--- TEXTE DE LA PAGE ---
########################################

On a peine à s'en souvenir mais l'invention de la guillotine fut le fait d'un humaniste qui choqué par les supplices en place publique estima que tout criminel qu'il fût, en tant qu'homme, le condamné méritait au moins une mort propre, digne et rapide.

On a difficulté à le croire mais la dernière exécution publique eut lieu en 1939 et elle se passa si mal que le président du conseil d'alors Daladier promulga un décret-loi ordonnant que les exécutions se fassent désormais dans la cour des prisons et non plus en place publique.

On a du mal à l'admettre mais il fallut attendre 1981 et ce fut tout à l'honneur de R Badinter de l'avoir imposée comme l'une des premières lois votées par l'Assemblée de gauche fraichement élue, pour que la peine de mort fût abolie : elle fut décidément tellement tardive ....

Ce fut l'honneur de la gauche de la mener à bien. A y bien regarder d'ailleurs elle le tenta à plusieurs reprises et l'on peut bien être à peu près certain que la peine de mort est une de ces lignes de clivage qui a longtemps - toujours ? - séparé la gauche de la droite française.

########################################

--- DONNÉES D'ENTRÉE ---
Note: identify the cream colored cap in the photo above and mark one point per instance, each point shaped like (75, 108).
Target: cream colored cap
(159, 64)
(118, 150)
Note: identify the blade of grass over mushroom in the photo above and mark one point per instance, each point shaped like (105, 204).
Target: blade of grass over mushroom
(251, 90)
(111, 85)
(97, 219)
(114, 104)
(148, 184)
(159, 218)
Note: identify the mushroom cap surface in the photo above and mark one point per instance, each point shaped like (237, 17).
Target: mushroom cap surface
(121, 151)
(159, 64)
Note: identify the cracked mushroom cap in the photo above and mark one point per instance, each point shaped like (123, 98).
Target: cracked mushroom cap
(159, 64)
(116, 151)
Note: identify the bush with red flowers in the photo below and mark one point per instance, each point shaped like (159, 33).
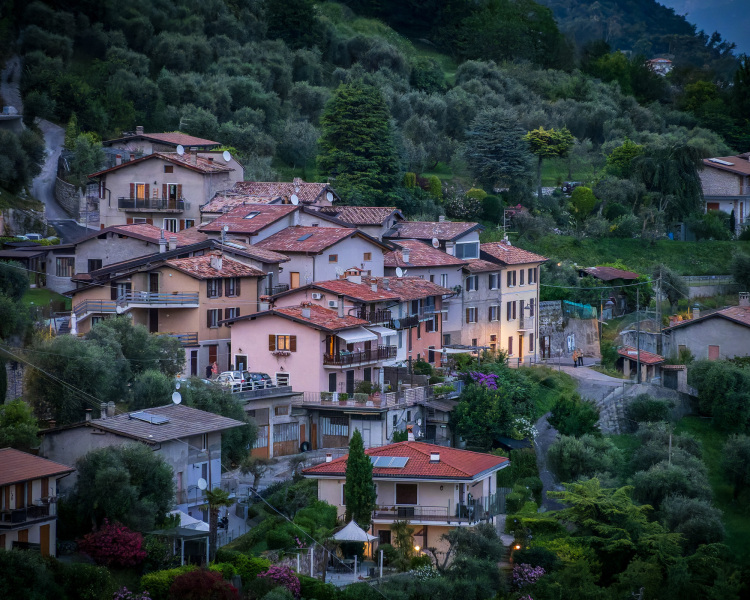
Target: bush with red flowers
(114, 545)
(202, 585)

########################################

--- LISTE DES TÂCHES ---
A – Comment se traduit en anglais cette phrase du texte sur la peine de mort : « Ce fut l'honneur de la gauche de la mener à bien. » ?
B – Pouvez-vous présenter toute la liste sous forme de CSV à deux colonnes nommées consigne et reponse, avec une rangée par énoncé de la liste, chaque texte et chaque réponse dans un seul champ entre guillemets et les sauts de ligne remplacés par des espaces ? Laissez les images de côté.
Le texte et la liste ne proviennent pas de la même source.

--- RÉPONSES RÉDIGÉES ---
A – It was to the credit of the left to carry it through.

B –
consigne,reponse
"Note: identify the cream colored cap in the photo above and mark one point per instance, each point shaped like (75, 108). Target: cream colored cap","(159, 64) (118, 150)"
"Note: identify the blade of grass over mushroom in the photo above and mark one point per instance, each point shaped like (105, 204). Target: blade of grass over mushroom","(251, 90) (111, 85) (97, 219) (114, 104) (148, 184) (159, 218)"
"Note: identify the mushroom cap surface in the photo above and mark one point per instance, each point shaped like (237, 17). Target: mushroom cap surface","(121, 151) (159, 64)"
"Note: identify the cracked mushroom cap in the photo above and mark one point per instance, each point shaped like (123, 98). Target: cracked mushroom cap","(159, 64) (116, 151)"
"Note: identify the bush with red flowers in the photo below and mark one point per instance, each point shaped like (159, 33). Target: bush with red flowers","(114, 545) (202, 585)"